## GIVEN INSTRUCTION
Please report every line in the rows below that contains the word "uniform", copying each such line in full. Matching is case-sensitive.

## DATA PROVIDED
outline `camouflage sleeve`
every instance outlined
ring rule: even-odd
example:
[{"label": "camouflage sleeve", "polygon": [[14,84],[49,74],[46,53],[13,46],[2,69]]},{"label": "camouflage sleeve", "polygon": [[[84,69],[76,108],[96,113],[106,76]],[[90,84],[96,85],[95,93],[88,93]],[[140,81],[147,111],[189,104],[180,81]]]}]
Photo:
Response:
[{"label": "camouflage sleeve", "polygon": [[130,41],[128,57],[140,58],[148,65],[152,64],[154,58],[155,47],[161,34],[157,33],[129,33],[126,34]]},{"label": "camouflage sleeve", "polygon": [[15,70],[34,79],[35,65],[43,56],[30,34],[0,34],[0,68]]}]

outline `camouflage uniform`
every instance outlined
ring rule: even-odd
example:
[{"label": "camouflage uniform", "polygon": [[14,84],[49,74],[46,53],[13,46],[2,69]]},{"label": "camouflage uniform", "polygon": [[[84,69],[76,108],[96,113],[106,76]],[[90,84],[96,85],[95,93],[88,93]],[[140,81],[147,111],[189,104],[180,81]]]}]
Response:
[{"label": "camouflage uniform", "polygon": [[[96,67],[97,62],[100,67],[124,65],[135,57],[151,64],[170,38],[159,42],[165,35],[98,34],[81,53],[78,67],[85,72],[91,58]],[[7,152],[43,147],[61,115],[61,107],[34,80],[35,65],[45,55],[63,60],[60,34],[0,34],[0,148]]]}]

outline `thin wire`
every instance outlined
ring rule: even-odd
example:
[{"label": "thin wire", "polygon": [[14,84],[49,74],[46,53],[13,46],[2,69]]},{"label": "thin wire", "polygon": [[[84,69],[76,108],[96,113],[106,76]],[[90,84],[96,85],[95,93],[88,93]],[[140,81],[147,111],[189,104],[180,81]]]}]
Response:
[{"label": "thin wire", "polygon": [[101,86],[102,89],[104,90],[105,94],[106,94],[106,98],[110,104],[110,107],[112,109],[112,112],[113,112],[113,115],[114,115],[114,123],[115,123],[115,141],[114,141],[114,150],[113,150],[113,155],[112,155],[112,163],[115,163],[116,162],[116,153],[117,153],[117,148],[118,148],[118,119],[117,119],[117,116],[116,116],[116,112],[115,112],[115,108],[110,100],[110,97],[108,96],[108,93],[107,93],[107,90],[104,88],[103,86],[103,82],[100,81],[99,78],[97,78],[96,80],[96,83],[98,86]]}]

## OUTPUT
outline `camouflage uniform`
[{"label": "camouflage uniform", "polygon": [[14,84],[49,74],[46,53],[13,46],[2,69]]},{"label": "camouflage uniform", "polygon": [[[84,69],[76,108],[96,113],[106,76]],[[90,84],[96,85],[95,93],[88,93]],[[140,81],[147,111],[189,104],[180,81]]]}]
[{"label": "camouflage uniform", "polygon": [[[96,67],[97,62],[100,67],[124,65],[135,57],[151,64],[170,38],[159,42],[165,35],[98,34],[81,53],[78,67],[85,72],[91,58]],[[7,152],[43,147],[61,115],[61,107],[34,80],[35,65],[45,55],[63,60],[60,34],[0,34],[0,148]]]}]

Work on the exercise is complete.